■ OBJECTIVE:
Quote the line containing "Where can the sled cockpit" and all lines that follow it in the listing below, exactly as written.

━━━━━ STORED DATA

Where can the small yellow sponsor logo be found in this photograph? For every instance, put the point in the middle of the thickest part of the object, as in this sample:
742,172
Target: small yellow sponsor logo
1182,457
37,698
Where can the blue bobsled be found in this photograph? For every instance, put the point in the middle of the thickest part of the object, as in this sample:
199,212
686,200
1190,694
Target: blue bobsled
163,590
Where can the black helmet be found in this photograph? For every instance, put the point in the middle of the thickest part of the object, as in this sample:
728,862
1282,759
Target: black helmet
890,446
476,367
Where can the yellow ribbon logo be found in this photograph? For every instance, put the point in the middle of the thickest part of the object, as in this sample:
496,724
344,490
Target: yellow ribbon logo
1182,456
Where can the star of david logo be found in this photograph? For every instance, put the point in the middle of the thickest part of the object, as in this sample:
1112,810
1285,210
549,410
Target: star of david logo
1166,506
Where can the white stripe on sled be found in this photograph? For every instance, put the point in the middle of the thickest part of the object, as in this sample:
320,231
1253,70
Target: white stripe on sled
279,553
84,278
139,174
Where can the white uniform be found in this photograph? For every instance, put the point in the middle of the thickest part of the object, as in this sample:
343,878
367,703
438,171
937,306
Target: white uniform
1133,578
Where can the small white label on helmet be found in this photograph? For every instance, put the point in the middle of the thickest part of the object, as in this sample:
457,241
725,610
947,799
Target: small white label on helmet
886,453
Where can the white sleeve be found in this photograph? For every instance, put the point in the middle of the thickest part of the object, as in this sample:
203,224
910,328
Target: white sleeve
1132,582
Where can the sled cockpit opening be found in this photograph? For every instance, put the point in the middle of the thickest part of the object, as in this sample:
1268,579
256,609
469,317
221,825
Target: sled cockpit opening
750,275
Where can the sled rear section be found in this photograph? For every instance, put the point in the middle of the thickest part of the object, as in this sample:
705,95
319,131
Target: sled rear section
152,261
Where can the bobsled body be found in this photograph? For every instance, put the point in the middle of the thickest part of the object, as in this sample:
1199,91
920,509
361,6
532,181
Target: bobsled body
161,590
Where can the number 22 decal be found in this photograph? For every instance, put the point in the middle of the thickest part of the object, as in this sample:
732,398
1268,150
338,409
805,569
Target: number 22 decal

━━━━━━━━━━

■ EXERCISE RESPONSE:
Where can the sled cockpit opening be found in this photograph? For every instance, put the point in the middle of the thickest part of the object, as in this sample:
1268,579
256,609
469,317
221,825
Target: sled cockpit opening
750,275
Where can the sled rear section be found in this photograph? For every instance, put the point in the middle of the thickest part of the object, as in this sample:
705,95
319,131
Target: sled rear section
152,261
Where can the bobsled body be found in this photograph? For every instance, put the point in the middle of the thickest part of the object, as in this sample:
1199,91
920,509
361,6
532,181
Target: bobsled body
161,590
Where can the number 22 decal be found in this photograph? For every instance, put the point in the middle of the thickest part of the object, as in this sample:
732,398
1268,150
338,409
805,569
Target: number 22 decal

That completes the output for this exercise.